PROBLEMS TO WORK ON –
**a)** According to the article on the raptor center's campaign announcement, how much more money must Carolina Raptor Center raise before December 1, 2017, to meet the challenge grant?
**b)** Extend the news item about the raptor center's campaign announcement and eagle release, picking up after its last sentence.

PAGE EXCERPT –
******************************

Campaign Announcement Punctuated By Eagle Release

April 7, 2017

 

Carolina Raptor Center made a major campaign announcement and released its most recent Bald Eagle patient on Thursday, April 6 at 10 am at the Swimming Beach at Lake Norman State Park in Troutman, NC.

 

On March 17, Carolina Raptor Center received word that the organization was the recipient of a $250,000 challenge grant from The Leon Levine Foundation to help complete the "Our Quest" Campaign. To complete the challenge, Carolina Raptor Center must raise an additional $1.4 million before December 1, 2017. This will complete the $10.6 million in funding needed to build the new Quest campus and renovate the Raptor Medical Center.

 

"The Leon Levine Foundation joins the Duke Energy Foundation among the largest donors to Our Quest Campaign," said Executive Director Jim Warren. "This new partnership gives the fundraising team significant incentive to complete the campaign before the end of the year."

 

"We are excited to support the Carolina Raptor Center and its 'Our Quest' Campaign," said Tom Lawrence, executive director of The Leon Levine Foundation. "Already a unique organization nationally, we feel strongly that Carolina Raptor Center, in partnership with Mecklenburg County, is creating a new must-visit destination that significantly adds to cultural life in the Charlotte region."

 

Eagle nesting, research, formal education development and rehabilitation efforts at Carolina Raptor Center are supported in part by an Environmental program grant from Duke Energy Foundation. The Duke Energy Foundation has also made a $400,000 gift to Our Quest Campaign.

******************************

SUPPLIED DATA –
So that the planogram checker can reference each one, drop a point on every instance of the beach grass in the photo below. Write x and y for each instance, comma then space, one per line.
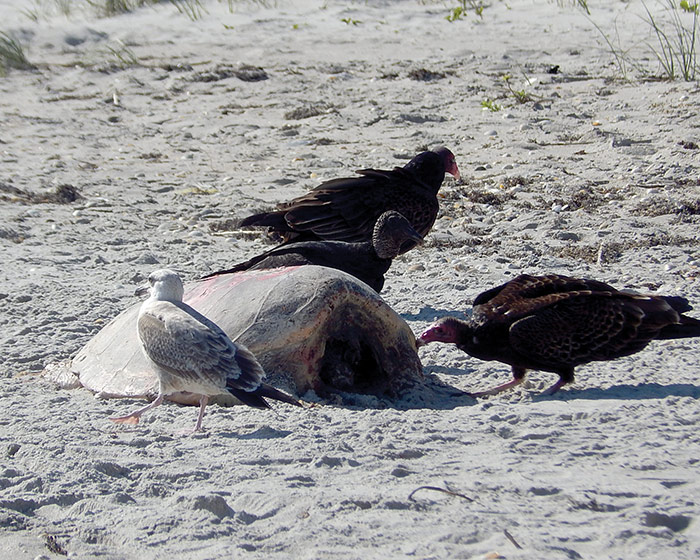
12, 54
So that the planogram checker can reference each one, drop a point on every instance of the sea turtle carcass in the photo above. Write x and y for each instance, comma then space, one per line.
311, 328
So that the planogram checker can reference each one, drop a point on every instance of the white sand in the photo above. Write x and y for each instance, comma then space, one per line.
606, 469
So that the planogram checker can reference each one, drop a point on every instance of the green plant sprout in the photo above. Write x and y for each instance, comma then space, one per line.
458, 12
491, 105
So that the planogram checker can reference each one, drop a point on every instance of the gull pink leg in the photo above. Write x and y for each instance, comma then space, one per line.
202, 405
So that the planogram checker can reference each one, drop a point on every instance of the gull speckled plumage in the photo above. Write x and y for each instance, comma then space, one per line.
192, 354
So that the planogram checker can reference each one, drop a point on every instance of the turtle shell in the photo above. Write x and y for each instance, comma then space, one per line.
311, 328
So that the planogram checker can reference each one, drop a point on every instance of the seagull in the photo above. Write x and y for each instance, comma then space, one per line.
192, 354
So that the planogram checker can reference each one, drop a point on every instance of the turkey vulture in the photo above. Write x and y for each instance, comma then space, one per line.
191, 353
347, 209
367, 260
555, 323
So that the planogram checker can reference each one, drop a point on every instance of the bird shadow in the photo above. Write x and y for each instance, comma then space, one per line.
642, 391
266, 432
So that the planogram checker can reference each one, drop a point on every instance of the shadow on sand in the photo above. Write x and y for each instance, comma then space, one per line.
643, 391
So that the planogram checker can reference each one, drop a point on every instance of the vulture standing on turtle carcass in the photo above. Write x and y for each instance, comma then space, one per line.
555, 323
347, 209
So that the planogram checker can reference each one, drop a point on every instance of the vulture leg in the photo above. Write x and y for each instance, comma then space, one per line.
518, 377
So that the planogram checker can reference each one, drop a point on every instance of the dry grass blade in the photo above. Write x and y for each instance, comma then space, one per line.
12, 54
511, 539
438, 489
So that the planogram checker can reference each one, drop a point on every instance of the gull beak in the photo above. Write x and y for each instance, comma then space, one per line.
142, 291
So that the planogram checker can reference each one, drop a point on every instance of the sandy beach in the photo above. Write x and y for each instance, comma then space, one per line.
139, 140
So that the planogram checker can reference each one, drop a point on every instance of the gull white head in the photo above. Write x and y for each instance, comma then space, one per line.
166, 285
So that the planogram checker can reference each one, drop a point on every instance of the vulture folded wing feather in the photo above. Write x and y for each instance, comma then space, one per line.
573, 330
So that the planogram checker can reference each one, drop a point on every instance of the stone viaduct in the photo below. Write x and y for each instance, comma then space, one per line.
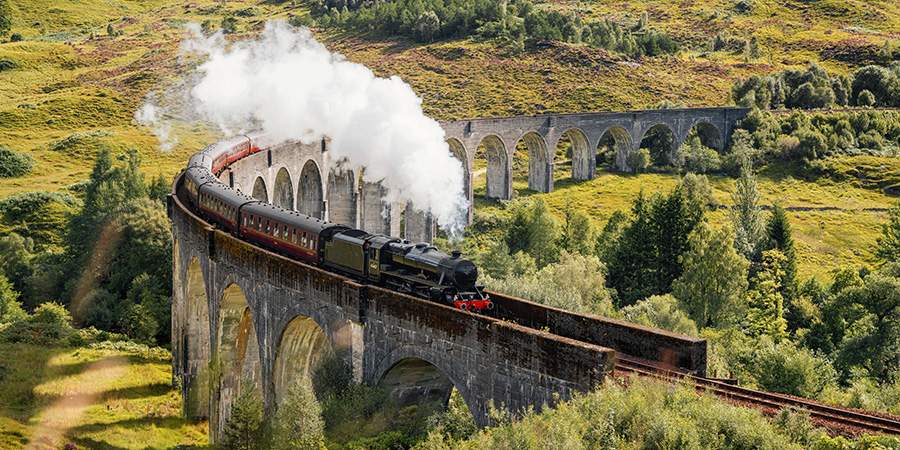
242, 313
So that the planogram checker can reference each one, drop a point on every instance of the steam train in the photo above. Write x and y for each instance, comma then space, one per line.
412, 268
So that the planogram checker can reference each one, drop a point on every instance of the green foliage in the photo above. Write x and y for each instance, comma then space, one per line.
647, 414
746, 216
645, 261
788, 369
10, 307
533, 230
699, 158
714, 280
578, 232
343, 400
51, 313
870, 314
639, 160
5, 17
661, 311
766, 315
298, 422
15, 164
575, 283
244, 429
778, 231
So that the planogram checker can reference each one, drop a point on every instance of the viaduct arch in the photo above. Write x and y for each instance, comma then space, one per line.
243, 313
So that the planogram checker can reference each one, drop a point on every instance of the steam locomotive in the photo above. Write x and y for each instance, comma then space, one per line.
412, 268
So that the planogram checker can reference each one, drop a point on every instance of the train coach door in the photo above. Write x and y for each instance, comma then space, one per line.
374, 264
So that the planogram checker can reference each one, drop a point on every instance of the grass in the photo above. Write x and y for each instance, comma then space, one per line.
94, 398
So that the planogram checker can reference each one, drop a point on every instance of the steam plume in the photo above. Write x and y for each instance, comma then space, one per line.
292, 87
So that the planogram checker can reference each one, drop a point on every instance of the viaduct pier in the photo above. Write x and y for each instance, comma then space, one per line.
240, 312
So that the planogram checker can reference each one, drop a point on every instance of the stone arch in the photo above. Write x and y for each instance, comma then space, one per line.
342, 197
196, 351
459, 152
583, 160
259, 190
661, 140
497, 175
540, 163
309, 190
709, 134
621, 143
404, 369
237, 352
283, 191
301, 344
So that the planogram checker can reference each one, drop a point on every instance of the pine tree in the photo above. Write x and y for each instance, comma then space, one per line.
746, 217
714, 282
778, 230
298, 423
243, 430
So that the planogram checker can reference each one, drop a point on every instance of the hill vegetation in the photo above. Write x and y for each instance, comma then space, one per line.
809, 308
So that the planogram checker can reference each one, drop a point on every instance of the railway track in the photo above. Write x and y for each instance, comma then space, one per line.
765, 400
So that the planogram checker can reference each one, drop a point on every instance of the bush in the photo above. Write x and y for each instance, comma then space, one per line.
15, 164
51, 313
639, 160
701, 159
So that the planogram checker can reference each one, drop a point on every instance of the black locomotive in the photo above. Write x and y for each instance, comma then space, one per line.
412, 268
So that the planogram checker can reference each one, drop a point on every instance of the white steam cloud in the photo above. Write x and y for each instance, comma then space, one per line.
292, 87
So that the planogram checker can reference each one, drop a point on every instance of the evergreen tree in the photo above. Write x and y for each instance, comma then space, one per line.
746, 216
778, 230
578, 232
298, 423
244, 429
10, 308
714, 282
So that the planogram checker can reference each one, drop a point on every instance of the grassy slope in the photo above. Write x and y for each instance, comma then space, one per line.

******************************

RESULTS FOR EACH TASK –
**a)** An additional $1.4 million.

**b)**
 

Senior Medical Coordinator Mathias Engelmann, a 34-year veteran of CRC, prepares the eagle "Norman" for release. (Jane Campbell)

"We're investing now to protect and restore the wildlife and natural resources that our communities, and future generations, will depend on," said Jennifer DeWitt, director of programs and community affairs for Duke Energy Foundation. "The ability to have a positive impact on both the Bald Eagle population and a generation of North Carolina students is why we are thrilled to support the Carolina Raptor Center."

 

CRC provides vital STEM education to children and adults across the region through its formal and informal education programs. Each year, more than 40,000 visitors walk our Raptor Trail and almost 27,000 students participate in formal STEM education programs.  At its new campus, visitation is poised to increase to more than 100,000 people annually.  It is this increase in impact that has attracted many local philanthropists to support Our Quest, including The Leon Levine Foundation, but more funding is needed to meet the December 1 challenge.

 

 

 

 

The eagle (patient #20432) has been with Carolina Raptor Center for just two weeks (Admitted on March 21, 2017). The full medical records can be found online at http://raptormed.carolinaraptorcenter.org, where you can search by patient number. The bird was rescued from a residential back yard in Mooresville when the owners noticed the bird on the ground seemingly unable to fly. Carolina Raptor Center transporter and wildlife rehabilitator Sandy Hagen, retrieved, stabilized and transported the patient to Carolina Raptor Center for treatment. Upon admission, the bird was still unable to fly, but did not exhibit any other identifiable symptoms. 20432 began to fly after a week of treatment and was approved for release on Thursday, March 30.